**EXERCISE INSTRUCTIONS**
[a] Answer these questions using the thread on XML encoding:
(i) What kind of problem does Michael Hobbs say an encoding declaration presents?
(ii) What word size did the CDC computers at the Leibniz Computer Center use?
(iii) What company did the CDC chief engineer found?
[b] Translate this sentence from the thread on XML encoding into Spanish: "Assuming the entity is correct, the XML processor can infer at least a first estimate of what encoding was used, and later check it against the encoding declarations."
[c] Reproduce the thread on XML encoding word for word, from "Oh, there /are/" up to and including "Cray Research *g*).".

Language change proposal

Tue Nov 4 19:05:27 CET 2003

Michael Hobbs wrote:

> Joachim Durchholz said:
> 
>>Michael Hobbs wrote:
>>
>>>That line seems to imply that if an entity contains an encoding
>>>declaration, then the whole entity must be encoded with that encoding.
>>>This presents a chicken-or-egg problem in that how is an XML processor
>>>to process an encoding declaration before it knows what the encoding
>>>is?
>>
>>The first byte of an entity is always a specific character (probably "<"
>> for XML).
>>Assuming the entity is correct, the XML processor can infer at least a
>>first estimate of what encoding was used, and later check it against the
>> encoding declarations.
> 
> 
> Okay, before you wrote this, I hadn't realized that every character
> encoding (besides UTF-16 and EBCDIC) is a superset of ASCII.

Oh, there /are/ character sets that vary wildly. The Leibniz Computer 
Center in Munich had several CDC computers, which sported non-standard 
word sizes (48-bit words), non-standard character sets (6-bit, A-Z are 
codes 1-32, 0-9 are 33-44), and a raw computing power that exceeded the 
best IBM machines by a factor of ten, and stayed the fastest machine on 
the market until about 1960 (when it was outdone by its own chief 
engineer who had founded his own company, Cray Research *g*).

Entries drawn from a collection
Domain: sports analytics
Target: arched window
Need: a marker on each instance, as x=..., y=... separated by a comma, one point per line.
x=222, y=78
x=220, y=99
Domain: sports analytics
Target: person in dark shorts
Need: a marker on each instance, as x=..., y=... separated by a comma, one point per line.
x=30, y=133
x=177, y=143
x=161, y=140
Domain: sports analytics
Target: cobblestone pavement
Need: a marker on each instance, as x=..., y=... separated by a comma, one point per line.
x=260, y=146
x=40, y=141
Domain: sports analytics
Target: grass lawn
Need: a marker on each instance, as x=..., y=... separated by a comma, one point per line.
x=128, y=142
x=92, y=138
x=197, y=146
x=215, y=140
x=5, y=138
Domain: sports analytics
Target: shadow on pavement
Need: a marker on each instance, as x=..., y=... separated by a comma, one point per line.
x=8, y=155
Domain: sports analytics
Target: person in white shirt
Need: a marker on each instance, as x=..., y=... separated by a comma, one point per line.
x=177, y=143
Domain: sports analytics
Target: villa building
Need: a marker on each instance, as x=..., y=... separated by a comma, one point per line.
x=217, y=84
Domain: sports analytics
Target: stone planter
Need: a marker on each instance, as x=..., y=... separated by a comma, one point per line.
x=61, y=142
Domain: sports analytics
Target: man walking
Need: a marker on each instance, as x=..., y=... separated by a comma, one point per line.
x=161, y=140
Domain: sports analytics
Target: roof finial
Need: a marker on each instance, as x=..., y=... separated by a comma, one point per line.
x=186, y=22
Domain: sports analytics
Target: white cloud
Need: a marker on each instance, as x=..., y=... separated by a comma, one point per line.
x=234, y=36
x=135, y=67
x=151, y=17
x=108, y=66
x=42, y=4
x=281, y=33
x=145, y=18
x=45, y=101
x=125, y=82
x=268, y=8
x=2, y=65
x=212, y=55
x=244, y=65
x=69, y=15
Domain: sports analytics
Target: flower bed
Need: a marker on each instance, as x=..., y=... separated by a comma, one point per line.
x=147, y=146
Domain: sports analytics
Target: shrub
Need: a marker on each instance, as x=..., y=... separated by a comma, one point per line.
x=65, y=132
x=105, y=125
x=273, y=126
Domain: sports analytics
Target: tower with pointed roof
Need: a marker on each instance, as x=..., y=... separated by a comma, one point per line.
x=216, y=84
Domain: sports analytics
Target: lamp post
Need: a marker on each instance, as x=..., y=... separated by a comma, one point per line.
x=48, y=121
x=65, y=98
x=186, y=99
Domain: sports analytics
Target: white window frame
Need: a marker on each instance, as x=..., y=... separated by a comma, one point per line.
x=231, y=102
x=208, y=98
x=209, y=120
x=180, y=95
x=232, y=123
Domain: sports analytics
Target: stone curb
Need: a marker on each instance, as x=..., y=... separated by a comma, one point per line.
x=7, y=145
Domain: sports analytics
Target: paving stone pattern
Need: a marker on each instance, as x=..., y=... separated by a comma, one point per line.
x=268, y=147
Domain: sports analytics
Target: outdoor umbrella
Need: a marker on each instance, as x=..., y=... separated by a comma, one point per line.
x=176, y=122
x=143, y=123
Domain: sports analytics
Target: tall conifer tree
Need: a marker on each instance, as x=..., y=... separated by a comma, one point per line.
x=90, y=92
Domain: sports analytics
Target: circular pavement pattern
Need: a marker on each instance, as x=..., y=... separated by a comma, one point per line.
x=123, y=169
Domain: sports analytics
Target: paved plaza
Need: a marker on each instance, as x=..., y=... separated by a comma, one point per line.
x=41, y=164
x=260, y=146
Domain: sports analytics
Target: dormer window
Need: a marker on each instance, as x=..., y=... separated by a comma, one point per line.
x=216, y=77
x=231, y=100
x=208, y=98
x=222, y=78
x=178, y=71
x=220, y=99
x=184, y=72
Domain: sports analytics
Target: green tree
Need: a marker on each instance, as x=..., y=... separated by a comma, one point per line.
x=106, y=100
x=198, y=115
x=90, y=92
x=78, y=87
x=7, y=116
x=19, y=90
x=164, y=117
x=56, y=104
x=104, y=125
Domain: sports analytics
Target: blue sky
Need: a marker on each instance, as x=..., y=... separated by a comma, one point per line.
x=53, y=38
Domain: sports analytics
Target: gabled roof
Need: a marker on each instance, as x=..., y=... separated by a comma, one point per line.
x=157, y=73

**RESULTS**
[a]
(i) A chicken-or-egg problem.
(ii) 48-bit words.
(iii) Cray Research.

[b] Suponiendo que la entidad es correcta, el procesador XML puede inferir al menos una primera estimación de qué codificación se utilizó y, más tarde, contrastarla con las declaraciones de codificación.

[c]
Oh, there /are/ character sets that vary wildly. The Leibniz Computer 
Center in Munich had several CDC computers, which sported non-standard 
word sizes (48-bit words), non-standard character sets (6-bit, A-Z are 
codes 1-32, 0-9 are 33-44), and a raw computing power that exceeded the 
best IBM machines by a factor of ten, and stayed the fastest machine on 
the market until about 1960 (when it was outdone by its own chief 
engineer who had founded his own company, Cray Research *g*).